-- EXERCISE BRIEF --
Rewrite the data below with every instance of "jersey" switched to "shirt", leaving everything else unchanged.

########

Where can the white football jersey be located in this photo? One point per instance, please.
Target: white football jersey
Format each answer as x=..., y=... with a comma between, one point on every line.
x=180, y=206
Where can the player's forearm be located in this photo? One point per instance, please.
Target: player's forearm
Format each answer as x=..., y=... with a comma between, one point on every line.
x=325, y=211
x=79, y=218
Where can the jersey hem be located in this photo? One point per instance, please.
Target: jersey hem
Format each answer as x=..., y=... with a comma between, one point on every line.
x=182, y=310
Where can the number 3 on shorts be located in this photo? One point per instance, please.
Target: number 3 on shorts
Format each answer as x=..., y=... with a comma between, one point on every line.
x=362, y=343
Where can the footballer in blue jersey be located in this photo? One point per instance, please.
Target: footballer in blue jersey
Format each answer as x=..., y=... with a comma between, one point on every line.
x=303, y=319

########

-- COMPLETED EXERCISE --
Where can the white football shirt be located in this photo? One point per instance, please.
Target: white football shirt
Format each answer as x=..., y=... with a comma between, one point on every line.
x=180, y=206
Where can the player's forearm be located in this photo? One point per instance, please.
Target: player's forearm
Format each answer as x=..., y=... with a comma between, one point on every line.
x=325, y=211
x=79, y=218
Where can the shirt hem be located in this photo? One point per instance, please.
Target: shirt hem
Format each answer as x=..., y=... with a comma between, one point on every line.
x=182, y=310
Where can the number 3 on shorts be located in this photo? One point per instance, please.
Target: number 3 on shorts
Format each answer as x=..., y=... with a comma between, one point on every line.
x=362, y=343
Where can the footballer in blue shirt be located in this photo? One point per instance, please.
Target: footballer in blue shirt
Format each answer as x=..., y=... with a comma between, one point on every line.
x=303, y=319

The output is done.